Top of SOURCE MATERIAL

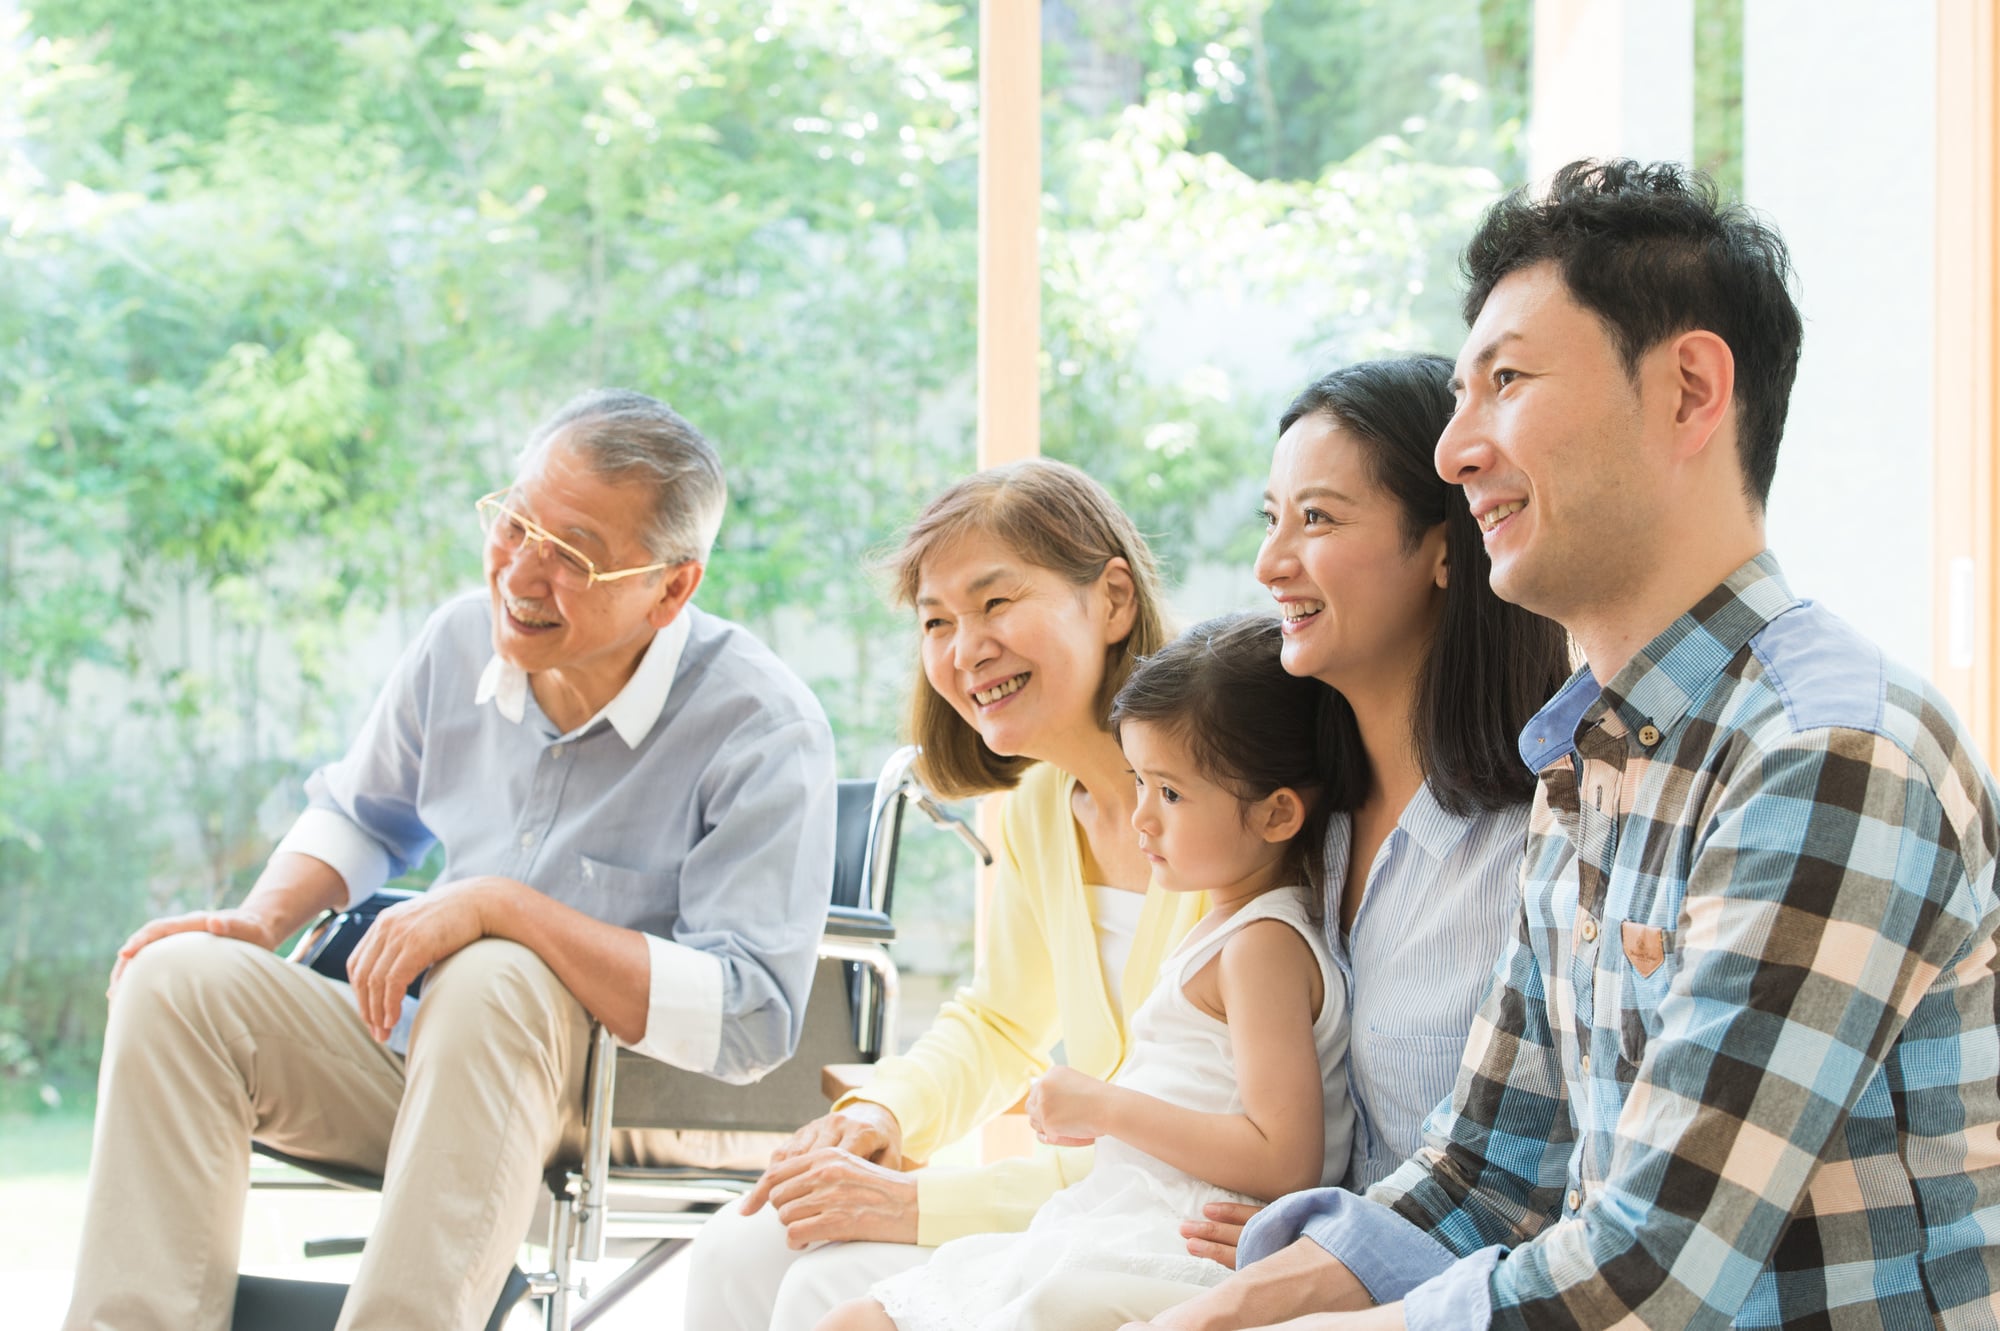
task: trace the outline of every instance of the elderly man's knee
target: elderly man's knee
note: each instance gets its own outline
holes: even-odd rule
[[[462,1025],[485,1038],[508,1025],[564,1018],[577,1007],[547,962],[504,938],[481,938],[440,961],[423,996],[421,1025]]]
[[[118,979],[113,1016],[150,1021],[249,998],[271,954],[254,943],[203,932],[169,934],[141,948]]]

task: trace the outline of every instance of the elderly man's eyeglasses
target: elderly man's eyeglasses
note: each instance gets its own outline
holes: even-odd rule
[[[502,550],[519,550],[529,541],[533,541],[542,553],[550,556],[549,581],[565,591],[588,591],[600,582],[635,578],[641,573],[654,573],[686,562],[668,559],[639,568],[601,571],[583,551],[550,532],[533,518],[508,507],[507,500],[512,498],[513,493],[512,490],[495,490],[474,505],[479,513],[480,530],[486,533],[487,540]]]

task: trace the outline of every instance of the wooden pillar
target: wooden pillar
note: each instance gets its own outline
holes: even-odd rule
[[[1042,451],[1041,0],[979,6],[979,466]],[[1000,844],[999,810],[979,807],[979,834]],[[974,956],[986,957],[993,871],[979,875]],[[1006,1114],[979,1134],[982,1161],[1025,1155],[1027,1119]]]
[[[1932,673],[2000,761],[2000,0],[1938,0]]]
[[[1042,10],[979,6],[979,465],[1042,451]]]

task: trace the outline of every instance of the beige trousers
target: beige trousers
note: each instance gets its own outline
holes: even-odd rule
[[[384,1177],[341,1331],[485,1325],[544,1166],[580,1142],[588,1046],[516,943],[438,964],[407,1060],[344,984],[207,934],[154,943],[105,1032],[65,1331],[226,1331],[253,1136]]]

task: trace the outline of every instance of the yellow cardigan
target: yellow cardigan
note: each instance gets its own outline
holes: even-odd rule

Bottom of SOURCE MATERIAL

→ **WHAT THE TASK REQUIRES**:
Count the lines above in which the word "trace" appears, then state only that count.

→ **RESPONSE TO THIS TASK**:
5